_Tarefa escrita 1_: Informe quantas linhas da listagem contêm a palavra "spot", levando em conta a diferença entre maiúsculas e minúsculas. Responda só com o número.

_Documento de origem_:
Vou opinar sobre o clássico, que utiliza a diversidade obtida com a evolução e que atua em combinações que não ocorreriam espontaneamente. Um ponto positivo para o melhoramento clássico são os bons resultados obtidos no nosso país e países vizinhos, nas instituições públicas e privadas, em relação à melhoria da tolerância ao frio. 
 
O primeiro passo é conhecer o ambiente. Temos ótimas condições de solo e precipitação para produção florestal. No entanto temos grande amplitude térmica nas geadas da região Sul do Brasil e também nos países vizinhos, como Argentina e Uruguai. Para exemplificar: implantamos um experimento em Curitibanos (SC), uma parceria Ipef e UF-SC, observamos grandes amplitudes térmicas diárias na média de 24 °C − a maior foi de 32,9 °C no ano de 2018. No estudo conduzido em Curitibanos, discutimos que uma geada isolada pode causar maiores danos às plantas que a ocorrência de várias geadas em sequência, pois, com a queda da temperatura abrupta, a planta não tem tempo de se “preparar” para tolerar o congelamento.
 
A escolha do material genético (gênero, espécie, procedências, etc.) é fundamental, mas devemos lembrar que a tolerância é uma das várias características de interesse. Entre os eucaliptos, podemos destacar algumas espécies, Eucalyptus benthamii, E. dunnii, E. nitens e E. viminalis, que pertencem ao mesmo subgênero das duas principais espécies trabalhadas no Brasil.

Existem muitas outras espécies, inclusive de outros gêneros, com tolerância ao frio, e nosso portfólio de espécies deve ser ampliado. Mas cabe ressaltar que é um trabalho de longo prazo e que pode ser conduzido por instituições de pesquisa. No Ipef, temos essa linha de trabalho que facilita o acesso ao germoplasma. A facilidade se deve, principalmente, ao tempo necessário para fazer a seleção e também à ocorrência do florescimento. É inviável buscar material na origem e imaginar que será inserido rapidamente nos programas de melhoramento, já que não trabalhamos com culturas anuais.

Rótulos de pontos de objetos
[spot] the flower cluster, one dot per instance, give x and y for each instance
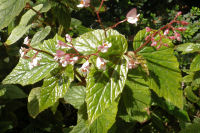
(84, 3)
(174, 35)
(132, 16)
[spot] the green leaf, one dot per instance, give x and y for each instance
(118, 48)
(195, 65)
(89, 42)
(22, 74)
(193, 128)
(40, 35)
(55, 87)
(33, 102)
(165, 76)
(23, 26)
(136, 97)
(191, 95)
(75, 96)
(188, 48)
(105, 121)
(103, 87)
(9, 9)
(11, 92)
(17, 33)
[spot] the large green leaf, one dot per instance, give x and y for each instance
(75, 96)
(23, 26)
(88, 42)
(55, 87)
(33, 102)
(165, 74)
(136, 97)
(11, 92)
(22, 74)
(195, 65)
(188, 48)
(103, 87)
(40, 35)
(9, 9)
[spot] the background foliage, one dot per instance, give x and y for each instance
(17, 113)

_Tarefa escrita 2_: Por favor, cite na íntegra o texto sobre melhoramento florestal e tolerância ao frio.

_Solução da tarefa 1_: 4

_Solução da tarefa 2_:
Vou opinar sobre o clássico, que utiliza a diversidade obtida com a evolução e que atua em combinações que não ocorreriam espontaneamente. Um ponto positivo para o melhoramento clássico são os bons resultados obtidos no nosso país e países vizinhos, nas instituições públicas e privadas, em relação à melhoria da tolerância ao frio. 
 
O primeiro passo é conhecer o ambiente. Temos ótimas condições de solo e precipitação para produção florestal. No entanto temos grande amplitude térmica nas geadas da região Sul do Brasil e também nos países vizinhos, como Argentina e Uruguai. Para exemplificar: implantamos um experimento em Curitibanos (SC), uma parceria Ipef e UF-SC, observamos grandes amplitudes térmicas diárias na média de 24 °C − a maior foi de 32,9 °C no ano de 2018. No estudo conduzido em Curitibanos, discutimos que uma geada isolada pode causar maiores danos às plantas que a ocorrência de várias geadas em sequência, pois, com a queda da temperatura abrupta, a planta não tem tempo de se “preparar” para tolerar o congelamento.
 
A escolha do material genético (gênero, espécie, procedências, etc.) é fundamental, mas devemos lembrar que a tolerância é uma das várias características de interesse. Entre os eucaliptos, podemos destacar algumas espécies, Eucalyptus benthamii, E. dunnii, E. nitens e E. viminalis, que pertencem ao mesmo subgênero das duas principais espécies trabalhadas no Brasil.

Existem muitas outras espécies, inclusive de outros gêneros, com tolerância ao frio, e nosso portfólio de espécies deve ser ampliado. Mas cabe ressaltar que é um trabalho de longo prazo e que pode ser conduzido por instituições de pesquisa. No Ipef, temos essa linha de trabalho que facilita o acesso ao germoplasma. A facilidade se deve, principalmente, ao tempo necessário para fazer a seleção e também à ocorrência do florescimento. É inviável buscar material na origem e imaginar que será inserido rapidamente nos programas de melhoramento, já que não trabalhamos com culturas anuais.